▶ _To do_
Below are the records; give again exactly the line with "line visible in it.", the line with "green tree visible in it.", and each line that lies between them, and nothing besides.

[Records from a dataset]
=-=-=
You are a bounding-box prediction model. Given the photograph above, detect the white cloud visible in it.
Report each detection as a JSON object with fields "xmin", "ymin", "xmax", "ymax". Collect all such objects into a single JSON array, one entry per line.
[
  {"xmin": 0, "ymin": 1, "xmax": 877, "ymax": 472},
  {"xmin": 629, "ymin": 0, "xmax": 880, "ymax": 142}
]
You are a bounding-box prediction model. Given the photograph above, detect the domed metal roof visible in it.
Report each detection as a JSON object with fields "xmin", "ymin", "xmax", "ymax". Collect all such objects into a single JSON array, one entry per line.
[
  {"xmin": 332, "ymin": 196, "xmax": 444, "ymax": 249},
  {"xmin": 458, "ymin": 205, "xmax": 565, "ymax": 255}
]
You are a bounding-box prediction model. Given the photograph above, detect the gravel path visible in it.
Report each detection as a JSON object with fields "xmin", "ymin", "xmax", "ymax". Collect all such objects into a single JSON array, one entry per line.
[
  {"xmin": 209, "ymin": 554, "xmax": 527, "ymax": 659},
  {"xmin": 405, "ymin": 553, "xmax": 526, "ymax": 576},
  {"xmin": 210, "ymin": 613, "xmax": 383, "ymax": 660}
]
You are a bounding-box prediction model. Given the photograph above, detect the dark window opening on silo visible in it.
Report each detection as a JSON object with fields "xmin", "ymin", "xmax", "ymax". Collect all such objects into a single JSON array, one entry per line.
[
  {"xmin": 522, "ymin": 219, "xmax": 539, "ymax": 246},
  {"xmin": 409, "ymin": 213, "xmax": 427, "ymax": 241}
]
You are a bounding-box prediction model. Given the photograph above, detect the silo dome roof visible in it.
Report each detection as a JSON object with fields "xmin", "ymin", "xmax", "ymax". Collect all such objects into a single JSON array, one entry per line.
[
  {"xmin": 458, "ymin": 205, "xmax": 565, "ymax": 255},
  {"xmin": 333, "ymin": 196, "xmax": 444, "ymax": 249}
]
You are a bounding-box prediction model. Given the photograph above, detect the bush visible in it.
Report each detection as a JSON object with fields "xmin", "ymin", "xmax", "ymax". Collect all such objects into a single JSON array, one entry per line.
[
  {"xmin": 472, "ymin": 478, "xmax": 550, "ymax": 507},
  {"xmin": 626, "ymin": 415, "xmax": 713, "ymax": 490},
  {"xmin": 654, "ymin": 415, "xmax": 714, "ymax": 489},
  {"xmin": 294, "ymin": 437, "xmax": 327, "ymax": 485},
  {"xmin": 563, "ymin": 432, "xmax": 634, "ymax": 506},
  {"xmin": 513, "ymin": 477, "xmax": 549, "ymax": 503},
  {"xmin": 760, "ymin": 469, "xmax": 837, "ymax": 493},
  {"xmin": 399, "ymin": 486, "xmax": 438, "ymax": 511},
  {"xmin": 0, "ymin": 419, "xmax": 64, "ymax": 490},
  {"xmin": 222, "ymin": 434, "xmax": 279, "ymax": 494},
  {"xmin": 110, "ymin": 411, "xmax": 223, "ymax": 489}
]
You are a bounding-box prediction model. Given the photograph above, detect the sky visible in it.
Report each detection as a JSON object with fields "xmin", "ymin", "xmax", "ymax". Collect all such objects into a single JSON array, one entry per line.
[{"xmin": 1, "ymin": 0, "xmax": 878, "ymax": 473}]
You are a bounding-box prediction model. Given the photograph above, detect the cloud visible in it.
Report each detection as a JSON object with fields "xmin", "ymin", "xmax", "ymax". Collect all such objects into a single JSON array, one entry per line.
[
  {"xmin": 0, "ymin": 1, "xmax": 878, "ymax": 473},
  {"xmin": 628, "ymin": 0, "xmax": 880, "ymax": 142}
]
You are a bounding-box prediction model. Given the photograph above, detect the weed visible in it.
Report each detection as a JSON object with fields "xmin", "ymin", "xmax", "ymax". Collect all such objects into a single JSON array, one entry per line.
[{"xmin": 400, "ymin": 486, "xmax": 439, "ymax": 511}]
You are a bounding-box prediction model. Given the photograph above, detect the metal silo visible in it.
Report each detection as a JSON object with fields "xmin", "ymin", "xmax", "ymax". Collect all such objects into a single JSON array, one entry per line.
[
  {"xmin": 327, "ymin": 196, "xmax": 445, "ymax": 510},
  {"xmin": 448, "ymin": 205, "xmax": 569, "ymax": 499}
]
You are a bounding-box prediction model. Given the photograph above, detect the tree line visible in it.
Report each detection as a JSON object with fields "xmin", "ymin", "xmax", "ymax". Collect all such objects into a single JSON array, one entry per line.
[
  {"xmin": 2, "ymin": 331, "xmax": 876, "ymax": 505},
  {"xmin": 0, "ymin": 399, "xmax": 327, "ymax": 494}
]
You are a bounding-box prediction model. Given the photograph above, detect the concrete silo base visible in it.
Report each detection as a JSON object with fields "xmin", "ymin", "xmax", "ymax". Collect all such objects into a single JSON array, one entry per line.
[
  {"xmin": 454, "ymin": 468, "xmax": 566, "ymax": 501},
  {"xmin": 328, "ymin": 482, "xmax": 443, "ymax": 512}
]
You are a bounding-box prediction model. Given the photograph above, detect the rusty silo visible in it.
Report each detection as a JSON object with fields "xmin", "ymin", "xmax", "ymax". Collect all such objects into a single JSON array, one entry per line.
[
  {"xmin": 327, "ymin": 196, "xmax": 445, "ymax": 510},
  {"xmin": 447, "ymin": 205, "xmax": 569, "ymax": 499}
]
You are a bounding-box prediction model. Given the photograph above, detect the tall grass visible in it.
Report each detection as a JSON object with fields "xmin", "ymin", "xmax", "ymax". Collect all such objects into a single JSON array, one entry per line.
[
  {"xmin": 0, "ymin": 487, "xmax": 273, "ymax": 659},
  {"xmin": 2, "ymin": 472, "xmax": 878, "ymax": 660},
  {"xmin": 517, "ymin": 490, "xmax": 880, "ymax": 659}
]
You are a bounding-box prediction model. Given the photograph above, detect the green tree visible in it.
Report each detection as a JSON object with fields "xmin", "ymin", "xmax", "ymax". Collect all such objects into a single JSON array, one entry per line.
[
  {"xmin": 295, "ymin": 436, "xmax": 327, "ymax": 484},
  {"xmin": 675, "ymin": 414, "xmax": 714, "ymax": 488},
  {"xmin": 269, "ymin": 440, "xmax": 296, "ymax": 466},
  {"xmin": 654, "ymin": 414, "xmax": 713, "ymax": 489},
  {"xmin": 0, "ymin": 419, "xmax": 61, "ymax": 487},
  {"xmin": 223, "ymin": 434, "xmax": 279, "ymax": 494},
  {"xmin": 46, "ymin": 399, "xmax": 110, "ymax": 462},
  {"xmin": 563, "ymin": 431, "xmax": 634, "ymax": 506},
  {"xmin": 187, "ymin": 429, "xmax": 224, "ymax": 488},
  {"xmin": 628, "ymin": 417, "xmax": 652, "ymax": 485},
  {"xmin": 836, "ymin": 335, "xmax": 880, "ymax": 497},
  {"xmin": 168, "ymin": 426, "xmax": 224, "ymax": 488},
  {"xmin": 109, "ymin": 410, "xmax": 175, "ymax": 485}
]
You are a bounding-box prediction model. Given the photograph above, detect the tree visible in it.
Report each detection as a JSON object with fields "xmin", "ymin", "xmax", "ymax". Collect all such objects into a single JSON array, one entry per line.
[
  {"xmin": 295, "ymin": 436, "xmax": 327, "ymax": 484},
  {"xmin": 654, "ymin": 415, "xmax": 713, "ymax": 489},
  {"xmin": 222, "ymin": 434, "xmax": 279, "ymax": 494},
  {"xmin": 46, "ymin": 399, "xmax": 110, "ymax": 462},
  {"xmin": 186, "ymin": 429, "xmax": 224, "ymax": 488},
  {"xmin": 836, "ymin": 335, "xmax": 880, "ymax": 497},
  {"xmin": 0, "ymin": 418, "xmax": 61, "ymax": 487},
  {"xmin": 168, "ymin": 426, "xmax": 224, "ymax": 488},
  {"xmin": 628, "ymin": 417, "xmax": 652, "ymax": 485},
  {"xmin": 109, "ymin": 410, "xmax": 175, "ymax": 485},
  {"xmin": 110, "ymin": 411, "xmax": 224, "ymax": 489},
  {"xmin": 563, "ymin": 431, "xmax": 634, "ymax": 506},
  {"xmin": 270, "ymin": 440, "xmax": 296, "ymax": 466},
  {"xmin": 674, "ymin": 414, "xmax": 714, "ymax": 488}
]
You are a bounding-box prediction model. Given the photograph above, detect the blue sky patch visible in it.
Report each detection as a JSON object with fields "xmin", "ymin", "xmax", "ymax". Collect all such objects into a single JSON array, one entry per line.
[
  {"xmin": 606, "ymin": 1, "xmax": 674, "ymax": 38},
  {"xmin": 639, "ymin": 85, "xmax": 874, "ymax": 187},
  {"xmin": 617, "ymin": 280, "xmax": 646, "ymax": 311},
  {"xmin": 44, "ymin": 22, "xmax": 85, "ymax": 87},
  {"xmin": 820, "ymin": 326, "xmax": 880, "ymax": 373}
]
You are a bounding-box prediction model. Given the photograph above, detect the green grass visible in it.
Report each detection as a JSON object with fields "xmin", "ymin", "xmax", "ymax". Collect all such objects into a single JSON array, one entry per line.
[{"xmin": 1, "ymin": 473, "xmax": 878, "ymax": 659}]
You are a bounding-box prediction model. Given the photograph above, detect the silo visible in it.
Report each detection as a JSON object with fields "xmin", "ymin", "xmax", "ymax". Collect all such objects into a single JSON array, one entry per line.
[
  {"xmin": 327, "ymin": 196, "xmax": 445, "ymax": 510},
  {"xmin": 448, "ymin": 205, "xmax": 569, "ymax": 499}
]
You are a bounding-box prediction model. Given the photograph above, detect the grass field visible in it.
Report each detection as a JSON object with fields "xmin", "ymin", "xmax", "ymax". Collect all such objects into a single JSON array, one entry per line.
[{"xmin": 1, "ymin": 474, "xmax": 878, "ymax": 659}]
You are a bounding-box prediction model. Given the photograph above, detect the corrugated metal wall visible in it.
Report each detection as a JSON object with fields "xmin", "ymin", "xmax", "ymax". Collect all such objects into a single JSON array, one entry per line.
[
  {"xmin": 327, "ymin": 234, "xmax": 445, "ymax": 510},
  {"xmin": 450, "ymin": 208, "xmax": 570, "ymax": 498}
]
=-=-=
▶ _Exercise response_
You are a bounding-box prediction model. Given the photograph above, detect the tree line visible in it.
Report each detection as a JSON object with fields "xmin", "ymin", "xmax", "ymax". Collect all such objects into a single JSON array, one entry per line.
[
  {"xmin": 2, "ymin": 331, "xmax": 876, "ymax": 505},
  {"xmin": 0, "ymin": 399, "xmax": 327, "ymax": 494}
]
You are a bounding-box prediction model. Given the photograph above, detect the concrete silo base visible in it.
Report each detection as a JSON object with fields "xmin", "ymin", "xmax", "ymax". Collect all such objects into a single JSON array, one entry per line.
[
  {"xmin": 454, "ymin": 468, "xmax": 566, "ymax": 501},
  {"xmin": 328, "ymin": 482, "xmax": 443, "ymax": 512}
]
You are a bounding-box prediction model. Given the photograph above, detect the rusty silo visible in it.
Report each detection as a JSON object with fields "xmin", "ymin", "xmax", "ymax". Collect all such objects into a single JSON array, one entry per line.
[
  {"xmin": 327, "ymin": 196, "xmax": 445, "ymax": 510},
  {"xmin": 447, "ymin": 205, "xmax": 569, "ymax": 499}
]
You are a bounding-box prediction model. Given the photograph above, detect the tall grass visible in it.
Report each detection as a JSON object with fields "xmin", "ymin", "xmax", "ymax". Collect all such objects into a single JSON array, one entry per line.
[
  {"xmin": 0, "ymin": 487, "xmax": 273, "ymax": 659},
  {"xmin": 2, "ymin": 472, "xmax": 878, "ymax": 660},
  {"xmin": 517, "ymin": 490, "xmax": 880, "ymax": 659}
]
You are a bounding-box prediction model. Given the photograph above, detect the green tree visible in it.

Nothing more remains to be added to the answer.